§ REQUIRED TASKS
1 - Reproduce word for word the part of the blog comments on the Gateway starting with "I don’t disagree" and going on through "concede my error!".
2 - Throughout the records below, rename "keypoint" to "marker" and write the records out again with everything else left as it is.

§ TEXT PASSAGE
========
15 thoughts on “The Hammer Drops”

      1. I was thinking that the Chandra and Hubble cuts would be given back. Cheaper and more publicly visible.

      2. I am at a loss to explain what the rationale (other than a blatant payoff to Cruz) would be for restoring the Gateway. Without Artemis, there is simply no point for it, and Artemis is going to be capped at two missions. I noticed a comment on Zimmerman’s blog suggesting that more ISS money would be the giveback (likely as an offset to the lost Gateway) along with some support projects for our ‘partners’ (JAXA’s work on a pressurized rover being the most obvious example), and quite frankly this strikes me as most reasonable.

        I don’t disagree that there are going to be some givebacks, but Gateway seems the least likely to me. We should see shortly, and if I am proven wrong, I will happily concede my error!

          1. What the international partners really want is their own flags and footprints on the Moon. Gateway was what they were willing to settle for in the short term. Give them what they really want and they’ll drop Gateway like a hot potato.

        1. Artemis isn’t going to be capped at two more missions, SLS and Orion are. Artemis will continue with different means of getting crews to and from rendezvous with landers. The first of these different means will be an additional Starship variant. The second will be something reusable that launches atop New Glenn.
========
§ DATASET CONTENT
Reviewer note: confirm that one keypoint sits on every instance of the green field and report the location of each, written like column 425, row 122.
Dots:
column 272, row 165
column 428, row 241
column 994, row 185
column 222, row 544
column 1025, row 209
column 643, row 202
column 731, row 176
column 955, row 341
========
§ WRITTEN RESPONSES
1 -
I don’t disagree that there are going to be some givebacks, but Gateway seems the least likely to me. We should see shortly, and if I am proven wrong, I will happily concede my error!

2 -
Reviewer note: confirm that one marker sits on every instance of the green field and report the location of each, written like column 425, row 122.
Dots:
column 272, row 165
column 428, row 241
column 994, row 185
column 222, row 544
column 1025, row 209
column 643, row 202
column 731, row 176
column 955, row 341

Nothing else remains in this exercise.